THE TASK - Reproduce every line of the listing below word for word, leaving nothing out and changing nothing.

----------------

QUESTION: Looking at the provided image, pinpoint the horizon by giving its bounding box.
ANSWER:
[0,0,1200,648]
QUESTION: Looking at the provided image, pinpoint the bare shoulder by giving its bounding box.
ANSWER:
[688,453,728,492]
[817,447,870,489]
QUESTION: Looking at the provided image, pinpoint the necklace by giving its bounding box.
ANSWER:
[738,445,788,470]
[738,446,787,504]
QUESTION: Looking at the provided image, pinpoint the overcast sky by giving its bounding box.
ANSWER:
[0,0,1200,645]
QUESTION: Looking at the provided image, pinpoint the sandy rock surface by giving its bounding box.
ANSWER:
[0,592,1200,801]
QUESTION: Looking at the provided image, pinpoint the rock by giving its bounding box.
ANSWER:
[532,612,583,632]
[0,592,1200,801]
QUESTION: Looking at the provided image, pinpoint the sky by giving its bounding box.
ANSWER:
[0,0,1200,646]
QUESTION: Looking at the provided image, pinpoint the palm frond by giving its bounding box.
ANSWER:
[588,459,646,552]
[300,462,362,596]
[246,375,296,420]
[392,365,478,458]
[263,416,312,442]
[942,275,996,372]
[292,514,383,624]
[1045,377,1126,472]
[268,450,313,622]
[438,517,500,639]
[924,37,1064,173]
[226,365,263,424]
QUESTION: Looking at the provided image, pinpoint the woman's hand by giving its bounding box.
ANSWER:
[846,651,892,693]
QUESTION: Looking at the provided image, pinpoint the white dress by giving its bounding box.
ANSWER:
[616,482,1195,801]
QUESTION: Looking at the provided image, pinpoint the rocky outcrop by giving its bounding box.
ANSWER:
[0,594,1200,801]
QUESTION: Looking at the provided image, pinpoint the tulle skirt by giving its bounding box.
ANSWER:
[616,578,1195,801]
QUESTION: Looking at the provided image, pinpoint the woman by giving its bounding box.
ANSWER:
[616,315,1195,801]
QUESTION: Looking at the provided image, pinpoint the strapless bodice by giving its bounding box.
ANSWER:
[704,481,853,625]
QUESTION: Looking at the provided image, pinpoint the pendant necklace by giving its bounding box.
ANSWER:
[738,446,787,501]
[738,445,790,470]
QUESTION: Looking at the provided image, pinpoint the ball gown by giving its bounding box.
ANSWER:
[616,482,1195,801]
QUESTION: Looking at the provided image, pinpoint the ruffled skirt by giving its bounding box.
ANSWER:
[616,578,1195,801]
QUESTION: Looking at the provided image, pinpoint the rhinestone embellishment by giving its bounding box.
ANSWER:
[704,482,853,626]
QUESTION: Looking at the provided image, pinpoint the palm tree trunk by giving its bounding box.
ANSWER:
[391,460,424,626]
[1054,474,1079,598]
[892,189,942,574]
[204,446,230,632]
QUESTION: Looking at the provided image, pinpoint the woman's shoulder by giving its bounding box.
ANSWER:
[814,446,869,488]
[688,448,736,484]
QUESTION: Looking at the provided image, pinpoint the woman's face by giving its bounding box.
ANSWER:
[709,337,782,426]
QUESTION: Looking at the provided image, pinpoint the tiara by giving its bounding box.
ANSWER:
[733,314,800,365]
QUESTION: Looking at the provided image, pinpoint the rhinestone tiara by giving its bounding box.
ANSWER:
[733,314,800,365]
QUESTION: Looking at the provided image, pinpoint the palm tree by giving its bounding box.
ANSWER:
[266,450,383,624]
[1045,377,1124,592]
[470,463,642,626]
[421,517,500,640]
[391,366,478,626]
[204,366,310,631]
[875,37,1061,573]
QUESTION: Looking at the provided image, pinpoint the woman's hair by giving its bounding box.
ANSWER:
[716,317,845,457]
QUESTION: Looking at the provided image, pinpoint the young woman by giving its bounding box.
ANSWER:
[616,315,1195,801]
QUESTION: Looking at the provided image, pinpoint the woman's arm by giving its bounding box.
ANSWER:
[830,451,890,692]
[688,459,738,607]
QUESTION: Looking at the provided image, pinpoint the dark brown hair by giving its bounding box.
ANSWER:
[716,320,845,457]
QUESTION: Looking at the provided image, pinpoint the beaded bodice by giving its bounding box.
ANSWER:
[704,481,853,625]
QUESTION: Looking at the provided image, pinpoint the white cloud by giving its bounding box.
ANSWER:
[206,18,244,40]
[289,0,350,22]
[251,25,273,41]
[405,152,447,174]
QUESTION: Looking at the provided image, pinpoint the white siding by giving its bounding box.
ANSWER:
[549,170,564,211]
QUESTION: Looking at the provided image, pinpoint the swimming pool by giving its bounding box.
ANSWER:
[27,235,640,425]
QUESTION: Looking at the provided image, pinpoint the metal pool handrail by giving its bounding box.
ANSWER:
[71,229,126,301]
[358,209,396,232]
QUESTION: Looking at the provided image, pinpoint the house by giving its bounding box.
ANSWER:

----------------

RESULT FOR THIS EXERCISE -
QUESTION: Looking at the provided image, pinpoint the horizon by giving its bounding box.
ANSWER:
[0,0,1200,648]
QUESTION: Looking at the provided image, pinpoint the bare shoulder by giving its bounding box.
ANSWER:
[688,453,728,492]
[817,447,870,489]
QUESTION: Looking at the provided image, pinpoint the necklace by giving its bounding box.
ANSWER:
[738,445,788,470]
[738,446,787,504]
QUESTION: Looking at the provided image, pinpoint the overcast sky by giving its bounding box.
ANSWER:
[0,0,1200,645]
QUESTION: Looking at the provided image, pinpoint the sandy rock surface by giving its bounding box.
ANSWER:
[0,592,1200,801]
QUESTION: Looking at the provided image, pinpoint the rock by giving its bounding box.
ANSWER:
[532,612,583,632]
[0,592,1200,801]
QUESTION: Looking at the provided image, pinpoint the sky by giving its bounding box.
ANSWER:
[0,0,1200,646]
QUESTION: Looking at the provided image, pinpoint the palm frond by giving its bounding box.
ANSWER:
[588,459,646,552]
[300,462,362,596]
[246,375,296,420]
[392,365,478,458]
[263,416,312,442]
[942,275,996,372]
[292,514,383,624]
[1045,377,1126,472]
[268,450,313,622]
[438,517,500,639]
[924,37,1064,173]
[226,365,263,424]
QUESTION: Looking at the provided image, pinpoint the woman's hand by giving its bounding box.
ANSWER:
[846,651,892,693]
QUESTION: Looking at the provided image, pinpoint the white dress by giving its bounding box.
ANSWER:
[616,482,1195,801]
QUESTION: Looking at the provided image, pinpoint the rocky outcrop by giving its bounding box.
ANSWER:
[0,594,1200,801]
QUESTION: Looking at the provided image, pinpoint the tulle skirt by giving its bounding box.
ANSWER:
[616,578,1195,801]
QUESTION: Looking at the provided image, pinpoint the woman by giving its bounding box.
ANSWER:
[616,315,1195,801]
QUESTION: Looking at the provided image, pinpoint the strapless bodice by giving its bounding box.
ANSWER:
[704,481,853,625]
QUESTION: Looking at the provided image, pinpoint the pendant necklace by giving its bounding box.
ANSWER:
[738,446,787,501]
[738,445,790,470]
QUESTION: Looking at the provided image, pinpoint the ball gown by giving its bounding box.
ANSWER:
[616,482,1195,801]
QUESTION: Looking at the provided image, pinpoint the ruffled skirt by giving its bounding box.
ANSWER:
[616,578,1195,801]
QUESTION: Looking at the provided image, pinpoint the rhinestone embellishment by giving its bounding box.
ANSWER:
[704,482,853,626]
QUESTION: Looking at the provided image, pinpoint the palm tree trunk by giving its bounding box.
ANSWER:
[391,460,424,626]
[1054,474,1079,598]
[892,189,942,574]
[204,446,230,632]
QUESTION: Looking at the provided image, pinpoint the woman's shoulder by giving its bounding box.
ANSWER:
[814,446,869,488]
[688,448,736,484]
QUESTION: Looking at the provided image, pinpoint the woman's face by giving its bounding box.
ANSWER:
[709,337,782,426]
QUESTION: Looking at the provided image, pinpoint the tiara by giving its bounding box.
ANSWER:
[733,314,800,365]
QUESTION: Looking at the provided image, pinpoint the rhinestone tiara by giving its bounding box.
ANSWER:
[733,314,800,365]
QUESTION: Looking at the provided image, pinpoint the palm tree by giving its bounding box.
ANSWER:
[266,450,383,624]
[1045,377,1124,592]
[470,463,642,626]
[421,517,500,640]
[391,366,478,626]
[204,366,310,631]
[875,37,1061,573]
QUESTION: Looking at the provided image, pinpoint the woman's hair by giving its bounding box.
ANSWER:
[716,317,845,457]
QUESTION: Looking at the provided image, pinpoint the young woman by giving its bounding box.
ANSWER:
[616,315,1195,801]
QUESTION: Looking at the provided image, pinpoint the woman's arm by giving its bounding box.
ANSWER:
[830,451,890,692]
[688,459,738,607]
QUESTION: Looking at the provided image, pinpoint the dark brown hair by giving its bounding box.
ANSWER:
[716,320,845,457]
QUESTION: Looking at the provided image, pinpoint the beaded bodice by giving its bounding box.
ANSWER:
[704,481,853,625]
QUESTION: Looking at the provided image, pinpoint the white cloud by giving its bounding box.
ANSWER:
[206,18,244,40]
[289,0,350,22]
[251,25,273,41]
[405,152,447,174]
QUESTION: Looking at the provided image, pinpoint the white siding by giving its bounding box.
ANSWER:
[549,170,564,211]
QUESTION: Looking at the provided image, pinpoint the swimming pool by giving its bounding box.
ANSWER:
[27,235,640,425]
QUESTION: Looking at the provided image, pinpoint the metal pool handrail by giving its bounding box.
ANSWER:
[71,229,126,301]
[358,209,396,232]
QUESTION: Looking at the provided image, pinpoint the house by giving its bounding box.
ANSWER:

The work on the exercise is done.